--- START ---
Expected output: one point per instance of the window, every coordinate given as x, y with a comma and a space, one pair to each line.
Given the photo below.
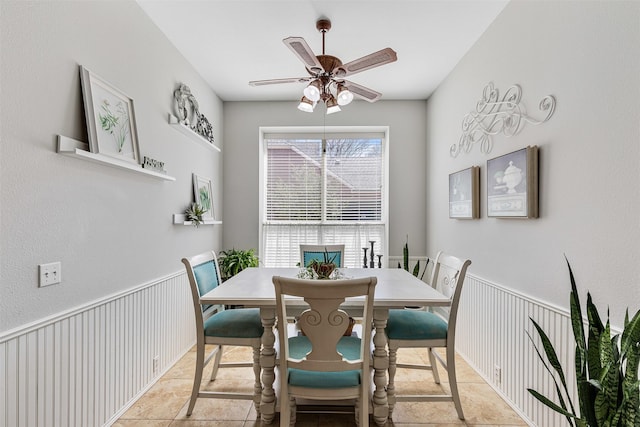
322, 188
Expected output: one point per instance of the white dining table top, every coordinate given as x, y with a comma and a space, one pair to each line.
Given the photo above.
396, 288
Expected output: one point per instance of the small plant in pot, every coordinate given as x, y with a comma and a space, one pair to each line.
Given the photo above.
194, 214
233, 261
323, 269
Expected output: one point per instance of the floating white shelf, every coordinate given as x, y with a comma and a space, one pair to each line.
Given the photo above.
173, 121
180, 219
80, 150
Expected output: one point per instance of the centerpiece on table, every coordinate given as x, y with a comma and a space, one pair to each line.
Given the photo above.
321, 269
325, 270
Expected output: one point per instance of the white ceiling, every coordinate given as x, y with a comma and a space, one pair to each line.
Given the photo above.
231, 42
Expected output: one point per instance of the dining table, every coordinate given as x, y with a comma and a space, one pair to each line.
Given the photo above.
396, 288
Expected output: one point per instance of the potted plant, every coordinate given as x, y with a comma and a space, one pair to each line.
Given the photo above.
233, 261
324, 268
606, 370
194, 214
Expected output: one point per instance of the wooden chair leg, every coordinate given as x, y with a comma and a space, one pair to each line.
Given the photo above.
453, 383
216, 362
292, 411
434, 366
197, 377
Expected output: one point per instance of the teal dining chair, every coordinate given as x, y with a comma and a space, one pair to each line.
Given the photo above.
430, 329
310, 252
219, 327
320, 363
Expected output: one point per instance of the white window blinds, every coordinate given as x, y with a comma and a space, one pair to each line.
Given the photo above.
322, 189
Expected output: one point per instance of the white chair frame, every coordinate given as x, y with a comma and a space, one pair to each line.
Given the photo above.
216, 354
447, 277
324, 324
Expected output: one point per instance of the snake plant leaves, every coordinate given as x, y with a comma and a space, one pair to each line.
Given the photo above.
606, 369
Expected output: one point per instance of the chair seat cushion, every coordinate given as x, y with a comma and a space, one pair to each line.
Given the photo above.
235, 323
349, 347
415, 325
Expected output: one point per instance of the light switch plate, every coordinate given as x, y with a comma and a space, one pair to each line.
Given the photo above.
50, 274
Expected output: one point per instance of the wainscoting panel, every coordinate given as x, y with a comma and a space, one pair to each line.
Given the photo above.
491, 335
86, 366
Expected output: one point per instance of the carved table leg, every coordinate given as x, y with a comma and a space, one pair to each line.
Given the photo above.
380, 366
267, 363
391, 388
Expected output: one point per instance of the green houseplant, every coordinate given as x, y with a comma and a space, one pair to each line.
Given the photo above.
606, 369
324, 268
233, 261
194, 214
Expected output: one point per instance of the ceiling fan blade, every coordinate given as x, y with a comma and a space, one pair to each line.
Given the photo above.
373, 60
362, 92
302, 50
279, 81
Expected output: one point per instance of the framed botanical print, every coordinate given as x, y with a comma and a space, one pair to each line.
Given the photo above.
464, 194
512, 184
111, 122
203, 195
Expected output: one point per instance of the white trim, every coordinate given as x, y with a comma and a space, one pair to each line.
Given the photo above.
65, 314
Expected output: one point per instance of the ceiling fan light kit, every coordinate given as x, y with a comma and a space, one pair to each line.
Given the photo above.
327, 74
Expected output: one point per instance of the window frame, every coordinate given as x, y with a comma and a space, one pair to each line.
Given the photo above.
329, 131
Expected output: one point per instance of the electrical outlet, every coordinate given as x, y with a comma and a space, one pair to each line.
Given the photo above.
50, 274
497, 374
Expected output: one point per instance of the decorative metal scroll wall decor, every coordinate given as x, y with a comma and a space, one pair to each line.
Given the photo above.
494, 115
188, 113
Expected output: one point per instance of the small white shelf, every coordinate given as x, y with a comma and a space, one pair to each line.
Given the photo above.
173, 121
180, 220
80, 150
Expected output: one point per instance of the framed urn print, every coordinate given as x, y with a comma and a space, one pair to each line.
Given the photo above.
512, 184
464, 194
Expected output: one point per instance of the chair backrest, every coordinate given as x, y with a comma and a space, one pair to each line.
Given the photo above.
324, 322
447, 278
310, 252
204, 275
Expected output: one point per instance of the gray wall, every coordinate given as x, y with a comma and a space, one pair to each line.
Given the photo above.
407, 173
586, 54
111, 229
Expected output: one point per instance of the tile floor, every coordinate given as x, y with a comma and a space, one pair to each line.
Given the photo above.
165, 404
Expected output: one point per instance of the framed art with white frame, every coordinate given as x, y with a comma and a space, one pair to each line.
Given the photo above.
202, 191
111, 122
464, 194
512, 184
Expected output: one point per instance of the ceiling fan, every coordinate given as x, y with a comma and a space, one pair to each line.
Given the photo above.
327, 74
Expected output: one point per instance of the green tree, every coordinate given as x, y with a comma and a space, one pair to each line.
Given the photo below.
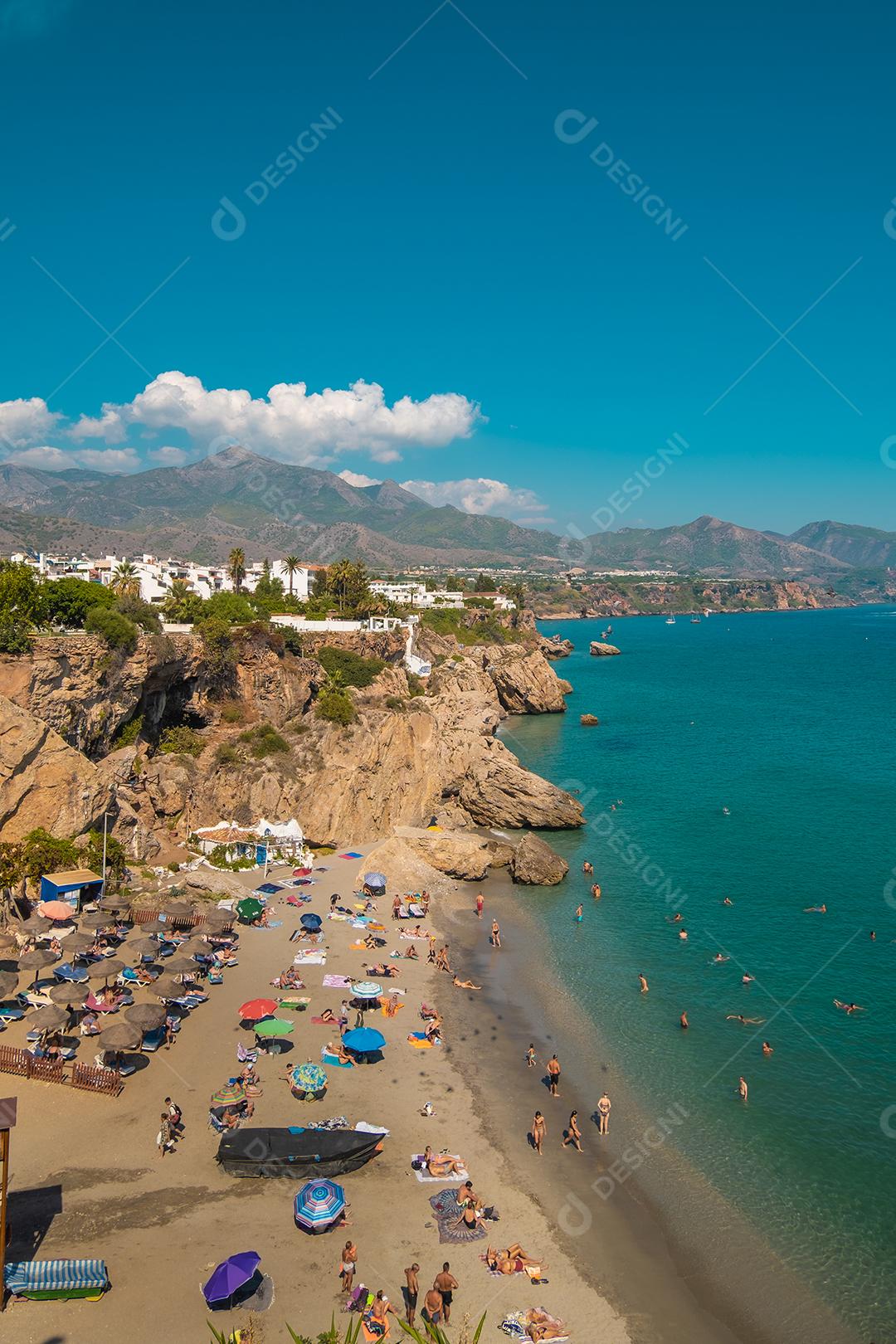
125, 580
290, 565
236, 567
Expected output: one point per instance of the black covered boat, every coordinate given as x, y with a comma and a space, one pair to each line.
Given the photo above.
296, 1152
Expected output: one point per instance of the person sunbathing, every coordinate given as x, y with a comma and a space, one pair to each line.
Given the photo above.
511, 1261
444, 1166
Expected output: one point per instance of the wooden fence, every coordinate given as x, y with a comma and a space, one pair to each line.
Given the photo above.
86, 1077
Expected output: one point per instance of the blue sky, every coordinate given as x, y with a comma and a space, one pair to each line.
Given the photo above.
514, 293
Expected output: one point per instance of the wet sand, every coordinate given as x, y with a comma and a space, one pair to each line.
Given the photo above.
676, 1259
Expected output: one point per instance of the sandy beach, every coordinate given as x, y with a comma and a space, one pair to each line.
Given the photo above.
88, 1181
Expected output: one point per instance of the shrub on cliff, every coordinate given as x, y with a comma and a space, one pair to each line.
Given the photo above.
336, 707
116, 629
353, 668
180, 741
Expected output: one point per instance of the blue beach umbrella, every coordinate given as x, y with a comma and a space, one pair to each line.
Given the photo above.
319, 1205
363, 1040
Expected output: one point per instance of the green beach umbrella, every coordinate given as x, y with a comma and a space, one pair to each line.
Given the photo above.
249, 908
273, 1027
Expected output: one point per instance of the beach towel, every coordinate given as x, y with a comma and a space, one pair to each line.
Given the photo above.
422, 1175
448, 1211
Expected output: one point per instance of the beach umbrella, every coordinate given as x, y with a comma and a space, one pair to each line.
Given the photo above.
275, 1027
308, 1077
35, 925
145, 1016
124, 1035
363, 1040
319, 1205
257, 1008
37, 960
366, 990
105, 969
230, 1276
95, 919
140, 947
231, 1094
67, 996
249, 908
56, 910
49, 1019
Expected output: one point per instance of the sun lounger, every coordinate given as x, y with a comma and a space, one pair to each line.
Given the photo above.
49, 1280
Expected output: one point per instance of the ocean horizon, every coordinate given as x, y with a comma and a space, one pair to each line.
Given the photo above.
787, 721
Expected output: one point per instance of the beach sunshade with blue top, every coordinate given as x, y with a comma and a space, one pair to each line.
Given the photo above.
249, 908
366, 990
319, 1205
273, 1027
230, 1276
363, 1040
308, 1077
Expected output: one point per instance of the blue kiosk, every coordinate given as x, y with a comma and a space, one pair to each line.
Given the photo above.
78, 888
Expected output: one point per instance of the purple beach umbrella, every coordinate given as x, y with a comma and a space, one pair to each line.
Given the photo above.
230, 1276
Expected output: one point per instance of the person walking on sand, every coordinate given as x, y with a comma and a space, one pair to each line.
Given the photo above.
539, 1132
574, 1133
445, 1283
410, 1291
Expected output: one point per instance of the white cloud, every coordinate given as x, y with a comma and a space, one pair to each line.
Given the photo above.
23, 422
358, 479
168, 455
290, 422
480, 494
114, 460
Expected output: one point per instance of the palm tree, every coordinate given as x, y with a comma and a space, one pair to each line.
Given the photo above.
236, 565
290, 565
125, 580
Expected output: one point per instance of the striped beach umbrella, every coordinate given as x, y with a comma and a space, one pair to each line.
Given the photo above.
319, 1205
366, 990
231, 1094
275, 1027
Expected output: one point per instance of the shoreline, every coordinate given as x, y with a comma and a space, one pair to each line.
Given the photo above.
676, 1261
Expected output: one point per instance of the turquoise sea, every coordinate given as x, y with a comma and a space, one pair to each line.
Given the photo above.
789, 721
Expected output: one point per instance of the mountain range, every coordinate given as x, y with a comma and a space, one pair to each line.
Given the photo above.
270, 509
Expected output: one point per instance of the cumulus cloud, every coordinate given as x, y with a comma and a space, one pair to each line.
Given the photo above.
358, 479
114, 460
26, 421
480, 494
290, 422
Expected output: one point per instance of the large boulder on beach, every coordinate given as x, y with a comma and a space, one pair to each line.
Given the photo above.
535, 863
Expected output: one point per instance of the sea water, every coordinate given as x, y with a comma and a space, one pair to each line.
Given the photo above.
789, 722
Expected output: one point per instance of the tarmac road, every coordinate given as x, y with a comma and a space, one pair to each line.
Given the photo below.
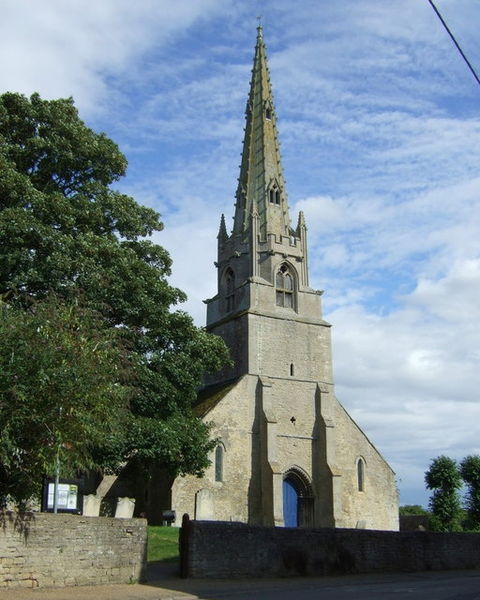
446, 585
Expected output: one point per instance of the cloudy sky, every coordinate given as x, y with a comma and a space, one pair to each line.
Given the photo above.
380, 128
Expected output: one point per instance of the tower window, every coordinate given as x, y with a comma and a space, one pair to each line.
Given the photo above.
219, 450
361, 475
229, 290
274, 195
285, 287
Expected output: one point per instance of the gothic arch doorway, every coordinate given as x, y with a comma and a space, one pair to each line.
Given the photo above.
297, 499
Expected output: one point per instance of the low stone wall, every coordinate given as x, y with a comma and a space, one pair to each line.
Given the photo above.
42, 550
213, 549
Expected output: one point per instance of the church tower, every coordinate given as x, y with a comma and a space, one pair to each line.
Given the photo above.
288, 454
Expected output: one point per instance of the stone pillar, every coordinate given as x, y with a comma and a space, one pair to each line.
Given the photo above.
91, 505
125, 508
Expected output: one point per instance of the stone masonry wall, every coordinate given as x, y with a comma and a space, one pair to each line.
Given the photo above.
230, 550
46, 550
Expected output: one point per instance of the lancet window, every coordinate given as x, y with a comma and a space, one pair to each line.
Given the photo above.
285, 287
361, 475
274, 194
229, 290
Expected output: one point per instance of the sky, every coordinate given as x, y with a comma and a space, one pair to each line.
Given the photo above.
379, 124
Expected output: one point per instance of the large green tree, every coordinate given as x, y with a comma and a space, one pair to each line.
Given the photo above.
65, 230
63, 390
470, 472
443, 477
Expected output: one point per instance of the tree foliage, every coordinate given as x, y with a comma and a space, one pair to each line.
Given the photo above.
470, 472
64, 230
63, 389
443, 477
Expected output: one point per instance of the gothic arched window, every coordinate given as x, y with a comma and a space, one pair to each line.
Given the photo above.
219, 451
361, 475
285, 287
229, 290
274, 195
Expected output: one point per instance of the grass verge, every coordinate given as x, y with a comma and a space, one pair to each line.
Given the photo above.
162, 543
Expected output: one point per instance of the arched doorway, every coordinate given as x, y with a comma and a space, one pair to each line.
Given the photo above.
297, 499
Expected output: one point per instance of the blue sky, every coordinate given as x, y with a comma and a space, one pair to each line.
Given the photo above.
380, 130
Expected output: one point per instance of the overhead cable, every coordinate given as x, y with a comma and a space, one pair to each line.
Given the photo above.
455, 41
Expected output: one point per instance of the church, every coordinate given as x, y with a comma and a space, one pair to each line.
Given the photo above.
288, 453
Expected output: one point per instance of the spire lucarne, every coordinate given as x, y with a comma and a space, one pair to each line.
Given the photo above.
261, 180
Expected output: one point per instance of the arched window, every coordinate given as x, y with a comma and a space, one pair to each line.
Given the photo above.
285, 287
229, 290
361, 475
274, 195
219, 450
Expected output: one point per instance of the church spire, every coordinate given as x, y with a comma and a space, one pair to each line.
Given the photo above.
261, 182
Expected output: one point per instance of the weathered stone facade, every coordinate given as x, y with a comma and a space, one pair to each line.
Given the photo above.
46, 550
289, 454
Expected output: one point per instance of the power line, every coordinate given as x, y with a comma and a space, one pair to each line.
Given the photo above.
455, 41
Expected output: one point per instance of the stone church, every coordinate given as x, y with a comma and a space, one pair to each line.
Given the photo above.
288, 453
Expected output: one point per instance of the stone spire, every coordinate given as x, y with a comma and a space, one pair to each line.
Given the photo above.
261, 183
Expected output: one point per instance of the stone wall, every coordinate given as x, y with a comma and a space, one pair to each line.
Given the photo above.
213, 549
43, 550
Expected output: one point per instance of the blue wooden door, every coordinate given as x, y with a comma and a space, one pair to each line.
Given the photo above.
290, 504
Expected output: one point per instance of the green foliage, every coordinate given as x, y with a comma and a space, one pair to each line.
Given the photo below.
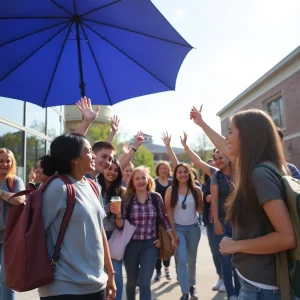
--- END ---
Work order:
Find how many lines of the listing include the string "small" and give that number, nothing else.

Answer space:
2